WHAT IS ASKED —
Render every line of the listing below as a numbered list, skipping blank lines. Leave the pictures out of your answer.

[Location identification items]

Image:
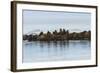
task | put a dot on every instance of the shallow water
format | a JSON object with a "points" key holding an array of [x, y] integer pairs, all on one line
{"points": [[39, 51]]}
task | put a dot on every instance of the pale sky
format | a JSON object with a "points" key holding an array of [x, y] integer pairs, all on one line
{"points": [[36, 21]]}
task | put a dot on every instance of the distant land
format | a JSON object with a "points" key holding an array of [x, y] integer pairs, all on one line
{"points": [[62, 35]]}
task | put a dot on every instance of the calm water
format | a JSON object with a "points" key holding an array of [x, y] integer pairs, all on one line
{"points": [[56, 51]]}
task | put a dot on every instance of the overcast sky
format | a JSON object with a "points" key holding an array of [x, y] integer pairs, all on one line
{"points": [[36, 21]]}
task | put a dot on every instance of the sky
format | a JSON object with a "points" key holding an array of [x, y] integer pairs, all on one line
{"points": [[35, 21]]}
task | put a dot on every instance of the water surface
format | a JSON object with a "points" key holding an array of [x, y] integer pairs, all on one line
{"points": [[39, 51]]}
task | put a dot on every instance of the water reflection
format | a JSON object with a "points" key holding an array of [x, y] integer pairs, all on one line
{"points": [[56, 50]]}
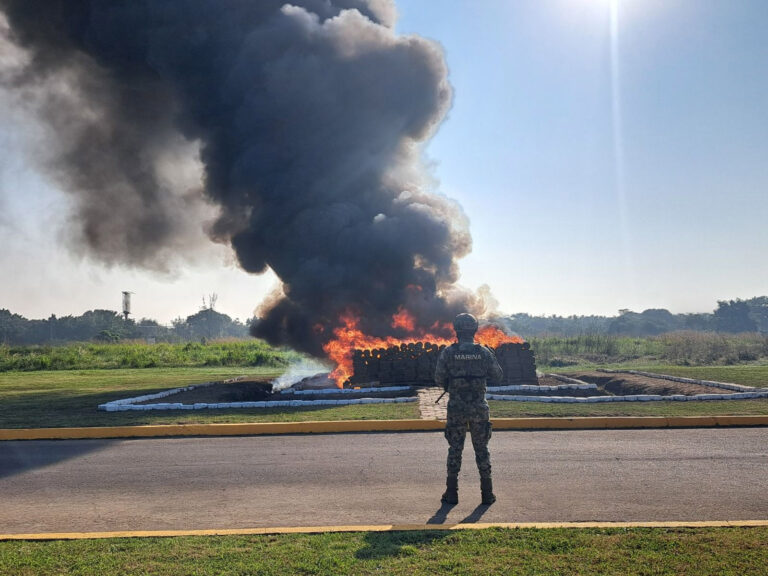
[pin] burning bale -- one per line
(414, 363)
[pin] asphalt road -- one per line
(352, 479)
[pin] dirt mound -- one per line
(254, 390)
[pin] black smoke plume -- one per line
(310, 119)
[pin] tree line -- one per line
(730, 316)
(110, 326)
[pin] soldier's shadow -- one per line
(476, 514)
(441, 514)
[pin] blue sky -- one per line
(609, 154)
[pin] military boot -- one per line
(486, 489)
(451, 495)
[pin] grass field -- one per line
(89, 355)
(70, 398)
(748, 375)
(573, 552)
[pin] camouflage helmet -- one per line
(465, 323)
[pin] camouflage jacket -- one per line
(463, 369)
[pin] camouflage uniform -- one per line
(462, 369)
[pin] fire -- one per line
(403, 319)
(348, 337)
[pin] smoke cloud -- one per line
(309, 120)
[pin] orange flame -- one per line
(404, 320)
(349, 337)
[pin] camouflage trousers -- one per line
(456, 432)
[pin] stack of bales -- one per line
(414, 363)
(518, 363)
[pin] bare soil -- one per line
(624, 384)
(253, 390)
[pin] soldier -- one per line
(462, 370)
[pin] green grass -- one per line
(678, 348)
(88, 355)
(70, 398)
(747, 375)
(572, 552)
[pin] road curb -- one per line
(341, 426)
(378, 528)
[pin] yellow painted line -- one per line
(338, 426)
(376, 528)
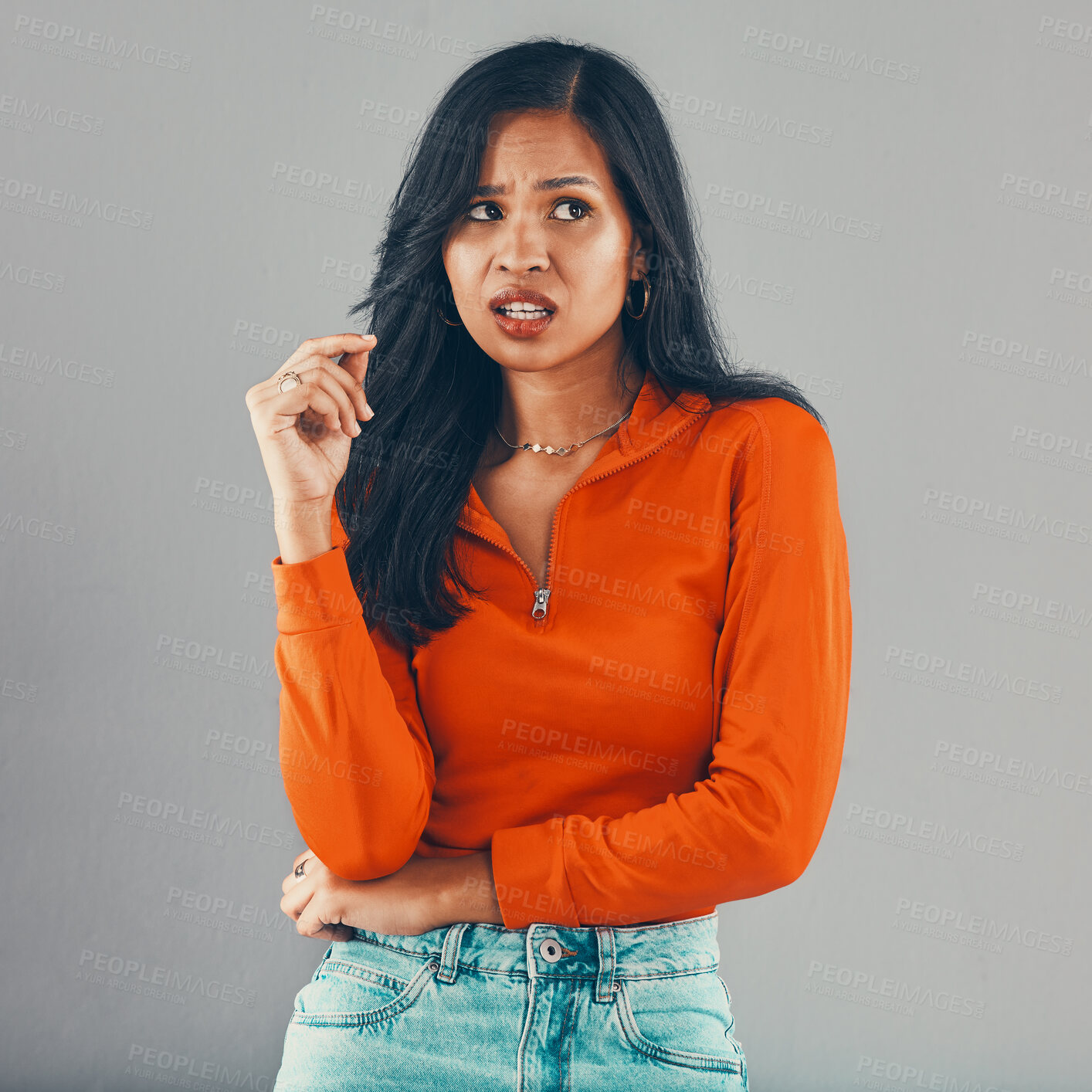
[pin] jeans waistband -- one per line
(542, 950)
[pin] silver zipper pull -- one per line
(542, 603)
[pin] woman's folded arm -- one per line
(355, 757)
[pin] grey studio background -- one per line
(898, 214)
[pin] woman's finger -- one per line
(331, 345)
(320, 391)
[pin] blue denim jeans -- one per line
(474, 1008)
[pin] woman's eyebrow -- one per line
(543, 184)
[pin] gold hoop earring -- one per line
(648, 290)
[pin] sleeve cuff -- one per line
(529, 875)
(314, 594)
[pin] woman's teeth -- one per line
(524, 311)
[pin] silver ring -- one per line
(289, 375)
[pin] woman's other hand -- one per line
(405, 904)
(305, 432)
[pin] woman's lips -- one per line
(519, 327)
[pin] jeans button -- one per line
(549, 950)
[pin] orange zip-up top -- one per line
(656, 732)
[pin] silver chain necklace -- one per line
(561, 451)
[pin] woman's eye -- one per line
(572, 203)
(492, 211)
(483, 205)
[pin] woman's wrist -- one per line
(466, 891)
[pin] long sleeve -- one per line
(782, 666)
(355, 756)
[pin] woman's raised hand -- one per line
(304, 432)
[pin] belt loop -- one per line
(532, 965)
(449, 958)
(604, 981)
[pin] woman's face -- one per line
(548, 219)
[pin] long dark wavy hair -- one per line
(436, 393)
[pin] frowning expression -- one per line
(541, 260)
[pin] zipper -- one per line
(541, 604)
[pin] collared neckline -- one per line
(654, 417)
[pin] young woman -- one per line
(564, 628)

SOLUTION TO THIS PROBLEM —
1. Image:
2. task | put a dot on every instance of the shallow water
3. format | a JSON object with a "points" key holding an array of [x, y] integer pairs, all on one line
4. {"points": [[39, 51]]}
5. task | put a dot on every instance of the pale sky
6. format | a JSON object with a "points" key holding an array of [x, y] integer pairs, all on one line
7. {"points": [[36, 21]]}
8. task | put a dot on every instance of the distant land
9. format | a JSON object with a "points" key holding an array of [x, y] integer pairs, all on one line
10. {"points": [[62, 35]]}
11. task | put a dot on every instance of the calm water
12. format | a JSON object with a "points" key holding an array of [x, y] integer pairs, all on one line
13. {"points": [[56, 51]]}
14. task | put a dot on every instance of the overcast sky
15. format | a JSON object with a "points" key holding an array of [x, y] integer pairs, all on one line
16. {"points": [[36, 21]]}
17. task | put a dot on every instance of the sky
18. format | a JSON object with a "points" key holding an array of [x, y] integer pairs, all on one line
19. {"points": [[35, 21]]}
20. task | put a dot on every instance of the water surface
21. format | a JSON object with a "points" key holding an array of [x, y] integer pairs, all on one line
22. {"points": [[39, 51]]}
23. task | put a dot on every instance of the water reflection
24. format | a JSON object with a "points" key holding an array of [x, y] integer pairs, all on one line
25. {"points": [[56, 50]]}
26. [pin] burning bale -- one per line
27. (414, 363)
28. [pin] asphalt road -- one per line
29. (352, 479)
30. [pin] dirt mound -- one per line
31. (254, 390)
32. [pin] black smoke plume -- one per line
33. (310, 119)
34. [pin] tree line -- one per line
35. (730, 316)
36. (110, 326)
37. [pin] soldier's shadow -- one per line
38. (476, 514)
39. (441, 514)
40. [pin] blue sky -- one per line
41. (609, 154)
42. [pin] military boot -- one per line
43. (486, 489)
44. (451, 495)
45. [pin] grass field -- one per line
46. (89, 355)
47. (70, 398)
48. (748, 375)
49. (573, 552)
50. [pin] camouflage helmet -- one per line
51. (465, 323)
52. [pin] camouflage jacket -- one per line
53. (463, 369)
54. [pin] camouflage uniform -- one per line
55. (462, 369)
56. [pin] fire -- one per line
57. (403, 319)
58. (348, 337)
59. [pin] smoke cloud -- one per line
60. (309, 120)
61. [pin] orange flame -- one per line
62. (404, 320)
63. (349, 337)
64. [pin] camouflage trousers -- one per line
65. (456, 432)
66. [pin] stack of bales -- one per line
67. (414, 363)
68. (518, 363)
69. [pin] bare soil -- one per line
70. (624, 384)
71. (253, 390)
72. [pin] soldier -- one per line
73. (462, 370)
74. [pin] green grass -- one per line
75. (678, 348)
76. (88, 355)
77. (70, 398)
78. (747, 375)
79. (572, 552)
80. [pin] road curb -- one per line
81. (341, 426)
82. (378, 528)
83. [pin] yellow painted line -- one per line
84. (338, 426)
85. (376, 528)
86. [pin] jeans waistband -- one per line
87. (542, 950)
88. [pin] silver zipper pull -- one per line
89. (542, 603)
90. [pin] woman's folded arm -- one per line
91. (355, 757)
92. [pin] grey studio background -- one per line
93. (898, 214)
94. [pin] woman's finger -- one per line
95. (331, 345)
96. (320, 391)
97. [pin] blue denim jeans -- one per line
98. (474, 1008)
99. [pin] woman's eyebrow -- one per line
100. (543, 184)
101. [pin] gold hoop earring -- one per line
102. (648, 290)
103. [pin] sleeve cuff -- one per line
104. (529, 875)
105. (314, 594)
106. [pin] woman's teeth -- one per line
107. (524, 311)
108. [pin] silver ring -- one per line
109. (289, 375)
110. [pin] woman's other hand -- one per line
111. (405, 904)
112. (305, 432)
113. [pin] woman's lips -- one per line
114. (519, 327)
115. [pin] jeans button -- one per line
116. (549, 950)
117. [pin] orange zip-up top -- one per line
118. (656, 732)
119. [pin] silver chain necklace -- one per line
120. (561, 451)
121. [pin] woman's eye -- one per line
122. (572, 203)
123. (492, 211)
124. (483, 205)
125. [pin] woman's wrist -- one per line
126. (466, 891)
127. [pin] long sleeve -- one per line
128. (782, 666)
129. (355, 756)
130. [pin] woman's raised hand -- one per line
131. (304, 432)
132. [pin] belt loop -- one per line
133. (532, 965)
134. (449, 958)
135. (604, 981)
136. [pin] woman's face -- one per line
137. (548, 219)
138. [pin] long dark wavy hair -- one per line
139. (436, 393)
140. [pin] frowning expression -- one per line
141. (541, 260)
142. [pin] zipper -- one per line
143. (541, 604)
144. [pin] collared neckline -- one per line
145. (654, 417)
146. [pin] young woman -- one per line
147. (564, 628)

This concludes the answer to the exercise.